» **EXERCISE AIM**:
The full listing must be reproduced exactly as given.

» **INPUT MATERIAL**:
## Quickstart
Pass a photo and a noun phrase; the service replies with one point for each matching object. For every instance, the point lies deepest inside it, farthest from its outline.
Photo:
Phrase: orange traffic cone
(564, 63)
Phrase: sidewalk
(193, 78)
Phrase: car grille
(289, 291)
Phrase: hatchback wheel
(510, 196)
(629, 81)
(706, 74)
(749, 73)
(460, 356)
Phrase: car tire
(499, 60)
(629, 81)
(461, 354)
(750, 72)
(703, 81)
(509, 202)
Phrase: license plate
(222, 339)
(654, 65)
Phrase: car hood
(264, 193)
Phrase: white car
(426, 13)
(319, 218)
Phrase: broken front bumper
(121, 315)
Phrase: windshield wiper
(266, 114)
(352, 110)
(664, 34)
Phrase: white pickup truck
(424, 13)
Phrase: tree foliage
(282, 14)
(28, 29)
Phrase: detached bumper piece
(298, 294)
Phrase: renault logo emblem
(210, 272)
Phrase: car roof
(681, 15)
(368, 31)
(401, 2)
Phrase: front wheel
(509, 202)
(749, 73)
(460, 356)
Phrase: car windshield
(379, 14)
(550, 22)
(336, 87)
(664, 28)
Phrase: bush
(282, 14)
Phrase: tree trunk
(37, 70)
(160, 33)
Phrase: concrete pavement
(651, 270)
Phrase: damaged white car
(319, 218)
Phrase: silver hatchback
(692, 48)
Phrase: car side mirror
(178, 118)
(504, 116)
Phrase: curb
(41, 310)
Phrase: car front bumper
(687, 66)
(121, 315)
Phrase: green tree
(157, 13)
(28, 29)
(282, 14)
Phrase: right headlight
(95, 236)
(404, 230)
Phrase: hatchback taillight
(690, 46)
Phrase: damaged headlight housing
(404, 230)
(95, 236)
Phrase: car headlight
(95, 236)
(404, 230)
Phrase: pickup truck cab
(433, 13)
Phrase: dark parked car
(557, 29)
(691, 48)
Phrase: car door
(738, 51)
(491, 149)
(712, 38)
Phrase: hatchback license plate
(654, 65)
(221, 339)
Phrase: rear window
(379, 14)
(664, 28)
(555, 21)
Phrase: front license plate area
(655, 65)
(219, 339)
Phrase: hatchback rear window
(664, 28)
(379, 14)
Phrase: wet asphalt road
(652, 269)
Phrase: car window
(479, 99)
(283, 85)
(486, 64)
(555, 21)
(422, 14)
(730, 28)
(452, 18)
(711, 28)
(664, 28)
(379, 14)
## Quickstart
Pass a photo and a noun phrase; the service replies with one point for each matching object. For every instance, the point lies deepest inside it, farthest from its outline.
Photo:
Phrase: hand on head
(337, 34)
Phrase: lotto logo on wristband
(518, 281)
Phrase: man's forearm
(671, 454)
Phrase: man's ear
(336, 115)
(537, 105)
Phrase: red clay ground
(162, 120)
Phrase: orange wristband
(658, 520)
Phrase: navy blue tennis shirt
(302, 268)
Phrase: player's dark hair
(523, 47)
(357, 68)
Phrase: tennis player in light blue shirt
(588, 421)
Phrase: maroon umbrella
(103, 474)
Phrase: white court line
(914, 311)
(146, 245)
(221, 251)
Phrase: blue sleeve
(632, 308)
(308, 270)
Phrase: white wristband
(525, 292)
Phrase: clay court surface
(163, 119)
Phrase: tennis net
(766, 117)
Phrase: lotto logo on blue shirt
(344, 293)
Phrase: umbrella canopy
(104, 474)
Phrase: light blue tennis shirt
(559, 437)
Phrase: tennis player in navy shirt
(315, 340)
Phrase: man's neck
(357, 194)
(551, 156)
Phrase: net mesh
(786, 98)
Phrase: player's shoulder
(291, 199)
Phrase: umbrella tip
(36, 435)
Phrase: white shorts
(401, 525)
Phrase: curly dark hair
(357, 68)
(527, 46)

» **YOUR RESPONSE**:
## Quickstart
Pass a photo and a noun phrase; the service replies with one point for each matching object. For every instance, the point lies deepest inside it, farthest from its outline.
Photo:
Phrase: orange traffic cone
(564, 63)
Phrase: sidewalk
(193, 78)
Phrase: car grille
(289, 291)
Phrase: hatchback wheel
(510, 196)
(629, 81)
(706, 74)
(749, 73)
(460, 356)
Phrase: car tire
(499, 60)
(629, 81)
(461, 354)
(750, 72)
(703, 81)
(509, 202)
Phrase: license plate
(222, 339)
(654, 65)
Phrase: car hood
(264, 193)
Phrase: white car
(426, 13)
(319, 218)
Phrase: broken front bumper
(121, 315)
Phrase: windshield wiper
(266, 114)
(352, 110)
(664, 34)
Phrase: white pickup truck
(424, 13)
Phrase: tree foliage
(282, 14)
(28, 29)
Phrase: detached bumper piece
(298, 294)
Phrase: renault logo emblem
(210, 272)
Phrase: car roof
(681, 15)
(368, 31)
(401, 2)
Phrase: front wheel
(509, 202)
(749, 73)
(460, 356)
Phrase: car windshield
(379, 14)
(550, 22)
(336, 87)
(664, 28)
Phrase: bush
(282, 14)
Phrase: tree trunk
(37, 70)
(160, 33)
Phrase: concrete pavement
(651, 270)
Phrase: damaged white car
(319, 218)
Phrase: silver hatchback
(692, 48)
Phrase: car side mirror
(178, 118)
(504, 116)
Phrase: curb
(41, 310)
Phrase: car front bumper
(687, 66)
(121, 315)
Phrase: green tree
(157, 13)
(28, 29)
(282, 14)
Phrase: right headlight
(95, 236)
(404, 230)
Phrase: hatchback taillight
(690, 46)
Phrase: damaged headlight housing
(404, 230)
(95, 236)
Phrase: car headlight
(95, 236)
(404, 230)
Phrase: pickup truck cab
(433, 13)
Phrase: dark parked car
(557, 29)
(691, 48)
Phrase: car door
(738, 51)
(491, 149)
(712, 38)
Phrase: hatchback license plate
(654, 65)
(221, 339)
Phrase: rear window
(379, 14)
(664, 28)
(555, 21)
Phrase: front license plate area
(655, 65)
(219, 339)
Phrase: hatchback rear window
(664, 28)
(379, 14)
Phrase: wet asphalt road
(652, 269)
Phrase: car window
(479, 99)
(283, 85)
(486, 64)
(555, 21)
(422, 14)
(730, 28)
(452, 18)
(711, 28)
(664, 28)
(379, 14)
## Quickstart
Pass a photo and a noun phrase; the service replies with one point for each matching object. For every instance, the point lies deepest inside it, farthest from its outline.
Photo:
Phrase: hand on head
(337, 34)
Phrase: lotto logo on wristband
(518, 281)
Phrase: man's forearm
(671, 454)
Phrase: man's ear
(336, 115)
(537, 105)
Phrase: red clay ground
(162, 120)
Phrase: orange wristband
(658, 520)
Phrase: navy blue tennis shirt
(302, 268)
Phrase: player's dark hair
(523, 47)
(357, 68)
Phrase: tennis player in light blue shirt
(588, 421)
Phrase: maroon umbrella
(103, 474)
Phrase: white court line
(914, 311)
(146, 245)
(221, 251)
Phrase: blue sleeve
(632, 308)
(308, 270)
Phrase: white wristband
(525, 292)
Phrase: clay court surface
(163, 119)
Phrase: tennis net
(766, 117)
Phrase: lotto logo on blue shirt
(344, 293)
Phrase: umbrella canopy
(104, 474)
Phrase: light blue tennis shirt
(559, 437)
Phrase: tennis player in navy shirt
(315, 340)
Phrase: man's neck
(357, 194)
(551, 156)
Phrase: net mesh
(786, 98)
Phrase: player's shoulder
(291, 199)
Phrase: umbrella tip
(36, 435)
Phrase: white shorts
(401, 525)
Phrase: curly dark hair
(357, 68)
(527, 46)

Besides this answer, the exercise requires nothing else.